= Beginning of Section =
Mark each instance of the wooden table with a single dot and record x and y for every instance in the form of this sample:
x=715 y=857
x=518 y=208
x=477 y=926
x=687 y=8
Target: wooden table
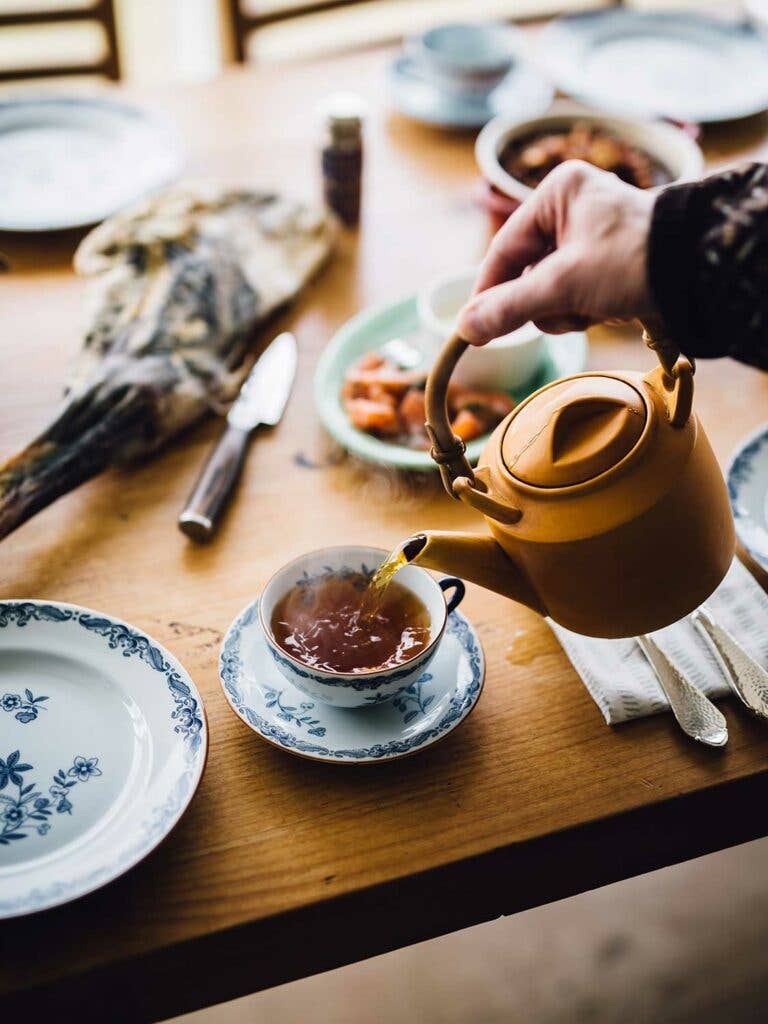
x=284 y=867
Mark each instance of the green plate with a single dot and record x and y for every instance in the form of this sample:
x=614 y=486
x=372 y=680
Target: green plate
x=564 y=354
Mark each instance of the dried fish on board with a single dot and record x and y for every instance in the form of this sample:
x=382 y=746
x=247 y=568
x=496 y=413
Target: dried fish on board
x=177 y=286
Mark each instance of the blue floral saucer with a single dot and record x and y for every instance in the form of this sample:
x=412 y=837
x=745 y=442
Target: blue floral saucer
x=748 y=489
x=102 y=743
x=426 y=712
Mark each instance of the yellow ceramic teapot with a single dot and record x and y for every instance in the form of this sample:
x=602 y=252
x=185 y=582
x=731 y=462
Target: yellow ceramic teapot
x=607 y=509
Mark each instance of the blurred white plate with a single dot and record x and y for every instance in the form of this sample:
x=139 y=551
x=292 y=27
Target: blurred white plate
x=748 y=489
x=70 y=162
x=677 y=65
x=102 y=743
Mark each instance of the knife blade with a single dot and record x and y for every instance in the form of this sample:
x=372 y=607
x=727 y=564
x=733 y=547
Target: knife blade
x=262 y=399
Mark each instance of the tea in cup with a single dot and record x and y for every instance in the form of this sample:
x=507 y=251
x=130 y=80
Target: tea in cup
x=341 y=642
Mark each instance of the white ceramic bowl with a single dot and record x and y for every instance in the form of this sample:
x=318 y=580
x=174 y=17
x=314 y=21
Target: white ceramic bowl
x=508 y=363
x=668 y=145
x=467 y=56
x=355 y=689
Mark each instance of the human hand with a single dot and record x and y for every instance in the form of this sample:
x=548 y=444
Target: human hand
x=571 y=255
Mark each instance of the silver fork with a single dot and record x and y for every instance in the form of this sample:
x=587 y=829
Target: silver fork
x=696 y=715
x=747 y=678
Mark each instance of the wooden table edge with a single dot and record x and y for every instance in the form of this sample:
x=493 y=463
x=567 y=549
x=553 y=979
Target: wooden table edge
x=281 y=948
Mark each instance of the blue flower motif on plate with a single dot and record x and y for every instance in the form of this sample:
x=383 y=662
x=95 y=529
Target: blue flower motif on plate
x=27 y=709
x=28 y=810
x=297 y=715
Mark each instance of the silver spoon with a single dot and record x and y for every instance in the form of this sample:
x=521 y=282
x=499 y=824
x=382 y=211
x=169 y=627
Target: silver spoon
x=747 y=678
x=696 y=715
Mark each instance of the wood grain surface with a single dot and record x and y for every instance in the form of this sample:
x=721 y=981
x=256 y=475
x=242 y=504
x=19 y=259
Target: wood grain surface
x=282 y=866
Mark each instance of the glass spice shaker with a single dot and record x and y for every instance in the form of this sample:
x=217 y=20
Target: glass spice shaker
x=342 y=115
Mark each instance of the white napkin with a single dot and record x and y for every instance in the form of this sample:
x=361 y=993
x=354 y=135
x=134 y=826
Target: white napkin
x=620 y=679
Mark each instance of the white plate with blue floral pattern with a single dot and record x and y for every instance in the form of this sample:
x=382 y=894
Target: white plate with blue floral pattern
x=431 y=708
x=748 y=489
x=102 y=743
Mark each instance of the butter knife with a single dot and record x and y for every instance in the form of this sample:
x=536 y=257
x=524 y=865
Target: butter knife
x=747 y=678
x=696 y=715
x=261 y=400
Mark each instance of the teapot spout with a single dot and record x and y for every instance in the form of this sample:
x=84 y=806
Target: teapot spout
x=474 y=557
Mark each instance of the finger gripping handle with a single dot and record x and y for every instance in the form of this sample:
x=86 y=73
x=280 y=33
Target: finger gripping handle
x=448 y=450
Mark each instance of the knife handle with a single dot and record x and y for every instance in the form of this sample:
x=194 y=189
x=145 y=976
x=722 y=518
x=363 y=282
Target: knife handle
x=214 y=485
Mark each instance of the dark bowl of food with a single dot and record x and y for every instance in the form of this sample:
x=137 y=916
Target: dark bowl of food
x=515 y=156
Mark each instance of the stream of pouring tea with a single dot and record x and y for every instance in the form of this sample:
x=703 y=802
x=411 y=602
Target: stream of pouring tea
x=385 y=572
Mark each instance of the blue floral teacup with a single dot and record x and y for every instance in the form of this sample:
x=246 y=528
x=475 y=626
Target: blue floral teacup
x=356 y=689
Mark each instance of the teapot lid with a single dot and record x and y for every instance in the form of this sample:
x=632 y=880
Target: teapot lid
x=573 y=431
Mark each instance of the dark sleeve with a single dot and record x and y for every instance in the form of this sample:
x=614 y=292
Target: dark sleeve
x=708 y=264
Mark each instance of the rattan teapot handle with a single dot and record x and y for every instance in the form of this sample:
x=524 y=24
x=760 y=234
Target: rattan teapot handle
x=674 y=377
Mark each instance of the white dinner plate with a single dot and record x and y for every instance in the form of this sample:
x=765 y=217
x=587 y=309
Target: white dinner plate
x=678 y=65
x=102 y=743
x=70 y=162
x=748 y=489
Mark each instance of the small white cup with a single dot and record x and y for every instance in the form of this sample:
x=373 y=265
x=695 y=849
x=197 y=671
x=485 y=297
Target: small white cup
x=355 y=689
x=506 y=364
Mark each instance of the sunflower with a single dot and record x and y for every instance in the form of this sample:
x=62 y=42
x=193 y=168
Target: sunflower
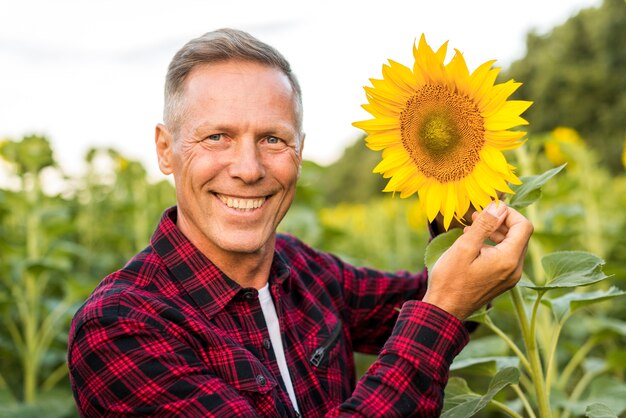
= End of Section =
WHAT THIS TASK INVOLVES:
Copy each line of the entries that includes the word "sunflower".

TASK ANSWER:
Mark each instance of the sunflower with a single dot and record x and y for every instance in the form of this sample:
Target: sunflower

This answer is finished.